*** PROVIDED PASSAGE
The allure of the "new" seems to be affecting executives in the U.S. who choose how to allocate marketing dollars and the news is not good for traditional media like magazines. If a study of the attitudes of these senior executives is correct, reported in Media Daily News, they are going to divert something close to 10% of their spending towards new media and alternative marketing strategies that emphasize "buzz", such as word of mouth.

Blackfriars Communications projects a 13 percent increase in overall marketing spending in 2006; this absolute increase might mitigate the large percentage fall in traditional ad budgets somewhat, but while companies allocated about 31 per cent of marketing budgets to traditional advertising in 2005, they are expected to spend only 22 per cent in 2006. Its based on the executives' dissatisfaction with the return on their investment in traditional means (such as on-page advertising). Paradoxically, they are switching away to largely unmeasurable and ephemeral alternatives.

Osprey pays, but it's getting harder

Osprey Media Income Fund continues to pay unitholders about 9 cents a unit according to its year-end financials just released. However, the newspaper and magazine chain, headed by Michael Sifton, appears to be struggling to keep up the payments.
******
▶ _EXERCISE OBJECTIVE_:
Please return, word for word, the part of the media spending passage above starting with "Osprey Media Income" and going on through "up the payments.".
*** PROVIDED DATA
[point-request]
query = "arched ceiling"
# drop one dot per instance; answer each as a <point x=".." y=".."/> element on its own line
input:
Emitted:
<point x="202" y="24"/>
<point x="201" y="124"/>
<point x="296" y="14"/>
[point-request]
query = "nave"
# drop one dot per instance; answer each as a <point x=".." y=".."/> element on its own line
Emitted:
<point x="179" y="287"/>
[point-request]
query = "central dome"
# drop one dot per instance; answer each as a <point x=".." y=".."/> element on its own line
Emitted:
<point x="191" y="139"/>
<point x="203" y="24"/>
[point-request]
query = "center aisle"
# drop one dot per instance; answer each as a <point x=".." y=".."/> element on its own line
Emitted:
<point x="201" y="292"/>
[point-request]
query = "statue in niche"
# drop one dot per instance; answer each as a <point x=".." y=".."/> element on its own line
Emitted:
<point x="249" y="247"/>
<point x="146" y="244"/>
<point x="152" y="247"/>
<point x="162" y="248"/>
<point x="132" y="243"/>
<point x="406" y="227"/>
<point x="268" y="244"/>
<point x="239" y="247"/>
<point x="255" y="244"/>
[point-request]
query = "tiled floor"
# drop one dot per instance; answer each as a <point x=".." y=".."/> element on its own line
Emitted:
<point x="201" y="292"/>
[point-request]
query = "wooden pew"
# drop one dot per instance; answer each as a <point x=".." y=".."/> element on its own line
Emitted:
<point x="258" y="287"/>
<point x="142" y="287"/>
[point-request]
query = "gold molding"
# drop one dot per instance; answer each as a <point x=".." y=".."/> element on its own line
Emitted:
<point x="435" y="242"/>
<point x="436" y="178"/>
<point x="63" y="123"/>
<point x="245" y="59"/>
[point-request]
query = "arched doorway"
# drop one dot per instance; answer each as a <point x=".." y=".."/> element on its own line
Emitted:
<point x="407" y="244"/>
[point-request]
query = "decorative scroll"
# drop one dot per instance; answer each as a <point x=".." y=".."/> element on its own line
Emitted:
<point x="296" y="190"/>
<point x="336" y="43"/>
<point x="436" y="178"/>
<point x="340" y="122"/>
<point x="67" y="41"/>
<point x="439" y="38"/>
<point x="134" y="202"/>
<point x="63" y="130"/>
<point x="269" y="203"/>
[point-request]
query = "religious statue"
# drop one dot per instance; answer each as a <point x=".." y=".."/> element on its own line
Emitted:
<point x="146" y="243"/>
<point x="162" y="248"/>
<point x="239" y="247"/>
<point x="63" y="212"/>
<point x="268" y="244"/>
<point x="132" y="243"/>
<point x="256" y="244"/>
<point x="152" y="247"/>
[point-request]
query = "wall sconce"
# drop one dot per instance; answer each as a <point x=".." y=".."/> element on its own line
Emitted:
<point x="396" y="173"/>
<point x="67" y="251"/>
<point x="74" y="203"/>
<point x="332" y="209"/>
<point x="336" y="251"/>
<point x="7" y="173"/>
******
▶ _SOLUTION FOR THIS PROBLEM_:
Osprey Media Income Fund continues to pay unitholders about 9 cents a unit according to its year-end financials just released. However, the newspaper and magazine chain, headed by Michael Sifton, appears to be struggling to keep up the payments.